*What you need to do:*
Write out the article on antidepressants and diabetes starting at "In the current" and ending at "type 2 diabetes.", swapping "tablets" for "medications".

*Source passage:*
------------------------------

University of Southampton researchers analyzed published literature and discovered that people taking antidepressants are at a higher risk of type 2 diabetes; however, it is not certain whether the medication is responsible.
The question is complicated as various factors can contribute to the higher incidence of diabetes among people taking antidepressants.
One thing is certain — the use of antidepressant medication has risen sharply over recent years, reaching 46.7 million prescriptions issued in the U.K. in 2011. In the U.S., the use of antidepressants has exploded over the last two decades, growing fourfold with an estimated 11 percent of the population taking the medication.
A number of studies have been carried out to establish whether antidepressants are linked with diabetes but results have varied depending on the methods used, type of medication and the number of participants.
In the current study, University of Southampton researchers assessed 22 studies and three previous systematic reviews that looked into the effects of antidepressants on diabetes risk.
Overall, people taking antidepressants were more likely to have diabetes.
However, the researchers warned that different types of antidepressants may carry different risks and long-term prospective randomized control trials are needed to look at the effects of individual tablets.
Published in Diabetes Care, the team said that there are “several plausible” reasons why antidepressants are associated with an increased risk of diabetes.
For example, several antidepressants are associated with significant weight gain which increases the risk of type 2 diabetes.
However, they also say that several studies which explored this association still observed an increased risk of diabetes after adjustment for changes in body weight, implying other factors could be involved.
“Antidepressants are used widely in the UK, with a significant increase in their use recently,” said health psychologist Katharine Barnard, Ph.D., from the University of Southampton. “Our research shows that when you take away all the classic risk factors of type 2 diabetes; weight gain, lifestyle etc, there is something about antidepressants that appears to be an independent risk factor.
“With 46 million prescriptions a year, this potential increased risk is worrying. Heightened alertness to the possibility of diabetes in people taking antidepressants is necessary until further research is conducted.”
Dr. Richard Holt, professor in Diabetes and Endocrinology at the University of Southampton, adds:
“While depression is an important clinical problem and antidepressants are effective treatments for this debilitating condition, clinicians need to be aware of the potential risk of diabetes, particularly when using antidepressants in higher doses or for longer duration.
“When prescribing antidepressants, doctors should be aware of this risk and take steps to monitor for diabetes and reduce that risk of diabetes through lifestyle modification.”

------------------------------

Referring expression grounding data

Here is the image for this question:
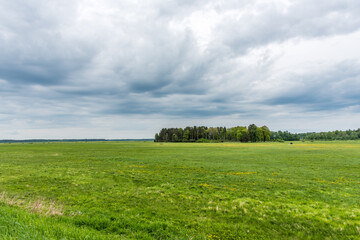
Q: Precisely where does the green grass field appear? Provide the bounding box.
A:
[0,141,360,240]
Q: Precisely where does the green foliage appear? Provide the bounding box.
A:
[155,124,271,142]
[270,128,360,141]
[0,142,360,240]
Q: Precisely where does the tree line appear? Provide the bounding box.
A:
[154,124,271,142]
[270,128,360,141]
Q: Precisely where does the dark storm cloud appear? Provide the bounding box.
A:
[263,62,360,111]
[0,0,360,137]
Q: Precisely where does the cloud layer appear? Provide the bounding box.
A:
[0,0,360,138]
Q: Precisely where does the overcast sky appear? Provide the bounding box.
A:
[0,0,360,139]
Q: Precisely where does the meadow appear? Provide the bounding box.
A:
[0,141,360,240]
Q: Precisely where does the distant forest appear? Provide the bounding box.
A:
[155,124,271,142]
[154,124,360,142]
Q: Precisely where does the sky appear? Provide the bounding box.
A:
[0,0,360,139]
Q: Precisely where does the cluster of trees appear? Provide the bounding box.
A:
[155,124,271,142]
[270,128,360,141]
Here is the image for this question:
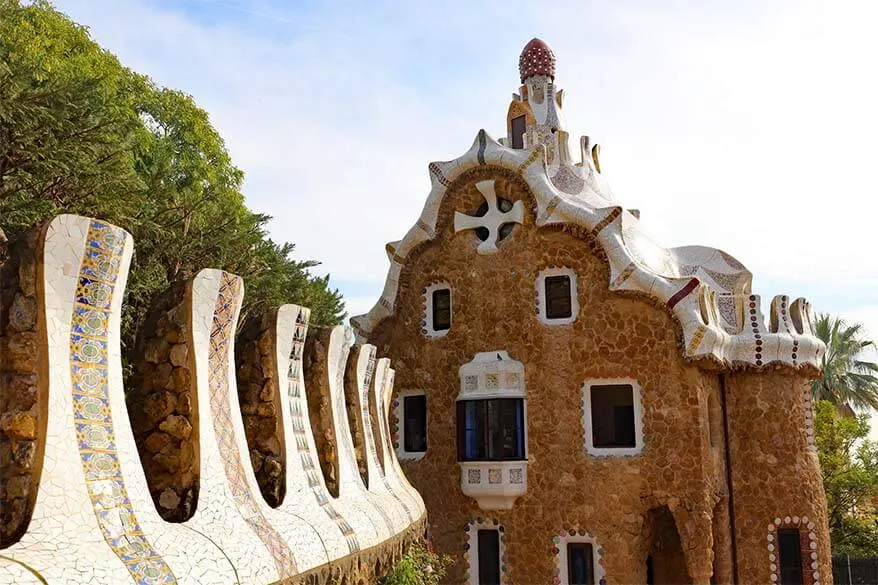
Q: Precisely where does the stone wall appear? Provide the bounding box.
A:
[303,327,339,497]
[369,167,825,584]
[727,370,832,585]
[0,215,426,585]
[126,283,199,522]
[344,345,369,487]
[235,309,286,507]
[0,229,46,548]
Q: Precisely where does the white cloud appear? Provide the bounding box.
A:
[49,0,878,324]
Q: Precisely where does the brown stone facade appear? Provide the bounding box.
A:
[0,228,46,548]
[235,309,286,508]
[125,282,199,522]
[369,166,831,584]
[303,327,339,498]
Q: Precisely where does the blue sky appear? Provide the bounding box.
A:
[56,0,878,360]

------------------------------

*Worked solution:*
In the current study, University of Southampton researchers assessed 22 studies and three previous systematic reviews that looked into the effects of antidepressants on diabetes risk.
Overall, people taking antidepressants were more likely to have diabetes.
However, the researchers warned that different types of antidepressants may carry different risks and long-term prospective randomized control trials are needed to look at the effects of individual medications.
Published in Diabetes Care, the team said that there are “several plausible” reasons why antidepressants are associated with an increased risk of diabetes.
For example, several antidepressants are associated with significant weight gain which increases the risk of type 2 diabetes.